• _Opdracht_: Wil je in de lijst, vanaf de regel met "image for mahogany" tot en met het einde van de lijst, "drawer front" hernoemen naar "drawer face"? Geef alleen die regels terug en laat de rest ongewijzigd.

Geëxtraheerde gegevens
== == ==

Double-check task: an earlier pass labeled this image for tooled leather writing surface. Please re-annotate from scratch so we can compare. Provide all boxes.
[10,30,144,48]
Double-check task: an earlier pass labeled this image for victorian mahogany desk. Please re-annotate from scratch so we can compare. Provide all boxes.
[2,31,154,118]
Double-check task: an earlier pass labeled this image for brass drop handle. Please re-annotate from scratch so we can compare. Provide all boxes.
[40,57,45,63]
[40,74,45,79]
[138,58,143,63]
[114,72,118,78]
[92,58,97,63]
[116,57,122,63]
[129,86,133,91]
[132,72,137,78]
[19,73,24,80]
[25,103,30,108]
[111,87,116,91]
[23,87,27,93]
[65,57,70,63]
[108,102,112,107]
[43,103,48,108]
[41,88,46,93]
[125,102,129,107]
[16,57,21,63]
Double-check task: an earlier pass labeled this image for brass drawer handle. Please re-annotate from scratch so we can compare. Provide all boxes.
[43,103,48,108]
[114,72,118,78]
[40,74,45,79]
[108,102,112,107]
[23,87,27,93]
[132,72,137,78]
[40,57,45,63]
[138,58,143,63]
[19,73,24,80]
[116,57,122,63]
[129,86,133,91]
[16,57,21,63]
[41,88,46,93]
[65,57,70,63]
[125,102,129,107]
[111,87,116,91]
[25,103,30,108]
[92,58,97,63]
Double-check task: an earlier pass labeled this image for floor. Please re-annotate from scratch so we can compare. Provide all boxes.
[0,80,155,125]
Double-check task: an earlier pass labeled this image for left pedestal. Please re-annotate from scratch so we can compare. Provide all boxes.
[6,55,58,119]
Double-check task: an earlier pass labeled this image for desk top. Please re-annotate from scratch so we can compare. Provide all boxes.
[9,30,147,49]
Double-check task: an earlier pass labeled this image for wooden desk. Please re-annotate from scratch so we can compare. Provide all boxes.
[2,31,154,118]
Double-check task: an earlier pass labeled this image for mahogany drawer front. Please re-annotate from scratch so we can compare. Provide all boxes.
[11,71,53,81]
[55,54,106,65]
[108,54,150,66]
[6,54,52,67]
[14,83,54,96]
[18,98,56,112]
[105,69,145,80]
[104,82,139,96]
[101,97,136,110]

== == ==

• _Opgeloste opgave_:
Double-check task: an earlier pass labeled this image for mahogany drawer face. Please re-annotate from scratch so we can compare. Provide all boxes.
[11,71,53,81]
[55,54,106,65]
[108,54,150,66]
[6,54,52,67]
[14,83,54,96]
[18,98,56,112]
[105,69,145,80]
[104,82,139,96]
[101,97,136,110]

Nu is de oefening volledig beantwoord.